** start of GIVEN DATA **
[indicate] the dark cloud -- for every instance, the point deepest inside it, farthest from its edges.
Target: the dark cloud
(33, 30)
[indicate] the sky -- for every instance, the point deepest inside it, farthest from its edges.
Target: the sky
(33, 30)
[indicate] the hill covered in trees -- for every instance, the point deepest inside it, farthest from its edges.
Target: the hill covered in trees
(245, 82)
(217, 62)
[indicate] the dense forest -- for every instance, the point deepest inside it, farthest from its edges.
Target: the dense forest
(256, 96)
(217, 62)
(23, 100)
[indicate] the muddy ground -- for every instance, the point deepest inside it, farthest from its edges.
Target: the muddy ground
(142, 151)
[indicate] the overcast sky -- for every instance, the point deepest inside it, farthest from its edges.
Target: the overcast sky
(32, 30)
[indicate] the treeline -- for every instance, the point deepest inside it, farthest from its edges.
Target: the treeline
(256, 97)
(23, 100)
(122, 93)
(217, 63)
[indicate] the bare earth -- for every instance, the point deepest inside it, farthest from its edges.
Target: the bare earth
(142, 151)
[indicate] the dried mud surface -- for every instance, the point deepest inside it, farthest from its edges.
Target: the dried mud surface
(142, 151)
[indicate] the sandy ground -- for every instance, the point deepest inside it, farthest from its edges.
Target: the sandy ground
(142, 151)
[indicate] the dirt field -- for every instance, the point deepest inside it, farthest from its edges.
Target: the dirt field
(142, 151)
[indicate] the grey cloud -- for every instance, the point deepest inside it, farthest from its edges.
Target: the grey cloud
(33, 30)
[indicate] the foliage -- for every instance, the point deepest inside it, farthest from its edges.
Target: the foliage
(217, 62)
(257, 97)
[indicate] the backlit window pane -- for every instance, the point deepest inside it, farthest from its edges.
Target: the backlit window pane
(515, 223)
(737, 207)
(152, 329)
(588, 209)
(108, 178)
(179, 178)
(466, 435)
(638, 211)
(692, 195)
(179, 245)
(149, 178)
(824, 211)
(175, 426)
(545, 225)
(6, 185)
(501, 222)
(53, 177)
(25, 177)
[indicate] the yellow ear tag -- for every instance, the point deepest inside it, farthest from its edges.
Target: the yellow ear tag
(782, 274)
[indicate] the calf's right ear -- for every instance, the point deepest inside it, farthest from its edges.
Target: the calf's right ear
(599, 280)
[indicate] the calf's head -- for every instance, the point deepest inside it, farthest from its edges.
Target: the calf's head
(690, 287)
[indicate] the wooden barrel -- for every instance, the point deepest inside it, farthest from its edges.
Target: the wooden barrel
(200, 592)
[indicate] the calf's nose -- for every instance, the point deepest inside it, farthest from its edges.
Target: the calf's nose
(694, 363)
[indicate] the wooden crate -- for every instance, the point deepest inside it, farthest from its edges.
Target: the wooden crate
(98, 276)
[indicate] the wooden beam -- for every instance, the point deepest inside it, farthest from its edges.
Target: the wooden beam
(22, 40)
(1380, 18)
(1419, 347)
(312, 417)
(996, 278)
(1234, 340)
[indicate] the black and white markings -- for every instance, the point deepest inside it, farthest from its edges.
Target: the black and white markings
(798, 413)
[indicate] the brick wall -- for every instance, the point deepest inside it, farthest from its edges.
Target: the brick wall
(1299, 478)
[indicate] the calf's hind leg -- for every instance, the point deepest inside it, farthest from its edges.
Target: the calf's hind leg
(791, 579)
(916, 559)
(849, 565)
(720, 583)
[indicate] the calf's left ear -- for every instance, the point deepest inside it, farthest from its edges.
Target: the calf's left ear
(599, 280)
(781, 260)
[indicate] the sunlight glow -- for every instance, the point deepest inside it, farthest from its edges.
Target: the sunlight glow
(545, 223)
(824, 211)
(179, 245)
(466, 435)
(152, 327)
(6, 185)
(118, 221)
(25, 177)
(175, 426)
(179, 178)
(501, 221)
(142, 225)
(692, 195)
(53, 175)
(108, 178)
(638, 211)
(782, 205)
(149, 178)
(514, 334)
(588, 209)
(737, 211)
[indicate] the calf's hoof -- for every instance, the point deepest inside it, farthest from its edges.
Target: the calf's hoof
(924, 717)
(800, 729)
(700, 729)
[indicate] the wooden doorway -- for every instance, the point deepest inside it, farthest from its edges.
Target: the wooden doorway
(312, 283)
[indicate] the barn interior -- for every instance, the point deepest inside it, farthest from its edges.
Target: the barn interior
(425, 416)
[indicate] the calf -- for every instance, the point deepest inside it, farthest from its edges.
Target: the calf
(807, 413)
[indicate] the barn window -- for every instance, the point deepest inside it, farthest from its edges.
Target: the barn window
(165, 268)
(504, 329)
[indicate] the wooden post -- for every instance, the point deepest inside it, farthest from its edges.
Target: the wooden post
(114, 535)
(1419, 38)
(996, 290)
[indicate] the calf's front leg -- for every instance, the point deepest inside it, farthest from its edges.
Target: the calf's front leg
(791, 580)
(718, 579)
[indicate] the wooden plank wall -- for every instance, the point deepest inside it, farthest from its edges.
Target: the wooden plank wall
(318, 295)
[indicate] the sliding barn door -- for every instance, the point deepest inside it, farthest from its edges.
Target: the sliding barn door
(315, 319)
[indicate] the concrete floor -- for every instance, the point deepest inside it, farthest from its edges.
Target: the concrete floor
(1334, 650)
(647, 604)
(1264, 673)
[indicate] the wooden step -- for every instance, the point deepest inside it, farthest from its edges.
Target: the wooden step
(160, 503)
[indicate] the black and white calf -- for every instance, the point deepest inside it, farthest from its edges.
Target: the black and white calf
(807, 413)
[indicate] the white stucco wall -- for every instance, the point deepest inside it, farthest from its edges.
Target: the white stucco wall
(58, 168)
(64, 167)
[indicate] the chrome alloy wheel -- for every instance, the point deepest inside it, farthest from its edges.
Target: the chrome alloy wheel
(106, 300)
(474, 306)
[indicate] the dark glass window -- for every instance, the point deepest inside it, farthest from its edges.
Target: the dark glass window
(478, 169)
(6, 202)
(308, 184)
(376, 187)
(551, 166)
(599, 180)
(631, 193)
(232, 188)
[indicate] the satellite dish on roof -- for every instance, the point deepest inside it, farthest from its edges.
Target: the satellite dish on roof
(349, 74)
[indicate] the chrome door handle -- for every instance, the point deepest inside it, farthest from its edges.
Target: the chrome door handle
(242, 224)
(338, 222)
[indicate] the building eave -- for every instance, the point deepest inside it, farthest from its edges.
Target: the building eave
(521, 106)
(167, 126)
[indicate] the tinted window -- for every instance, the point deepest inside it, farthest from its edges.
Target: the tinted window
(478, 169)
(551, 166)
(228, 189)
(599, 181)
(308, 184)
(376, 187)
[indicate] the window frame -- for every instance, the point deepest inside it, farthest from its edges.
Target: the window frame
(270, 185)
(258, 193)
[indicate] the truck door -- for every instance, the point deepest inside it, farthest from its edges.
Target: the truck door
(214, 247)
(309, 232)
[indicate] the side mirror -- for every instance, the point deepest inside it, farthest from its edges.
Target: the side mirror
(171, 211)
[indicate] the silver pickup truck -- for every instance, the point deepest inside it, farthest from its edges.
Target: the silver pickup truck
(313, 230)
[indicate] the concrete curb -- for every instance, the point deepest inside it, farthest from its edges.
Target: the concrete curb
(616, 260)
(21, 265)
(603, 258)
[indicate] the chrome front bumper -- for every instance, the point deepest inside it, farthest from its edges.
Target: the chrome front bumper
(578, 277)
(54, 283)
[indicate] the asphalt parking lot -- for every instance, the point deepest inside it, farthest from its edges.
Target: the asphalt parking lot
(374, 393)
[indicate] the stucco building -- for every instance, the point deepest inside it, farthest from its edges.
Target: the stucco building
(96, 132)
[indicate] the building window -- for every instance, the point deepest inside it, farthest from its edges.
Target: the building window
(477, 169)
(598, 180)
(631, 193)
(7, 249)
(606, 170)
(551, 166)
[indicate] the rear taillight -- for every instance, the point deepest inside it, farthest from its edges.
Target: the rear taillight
** end of GIVEN DATA **
> [PROBLEM TO SOLVE]:
Return, unchanged, the lines of the data from the line containing "[indicate] the rear" through the end of the data, inclusive.

> [EXPECTED ANSWER]:
[indicate] the rear taillight -- for every instance, the point deepest inside it, farthest from its edges.
Target: the rear taillight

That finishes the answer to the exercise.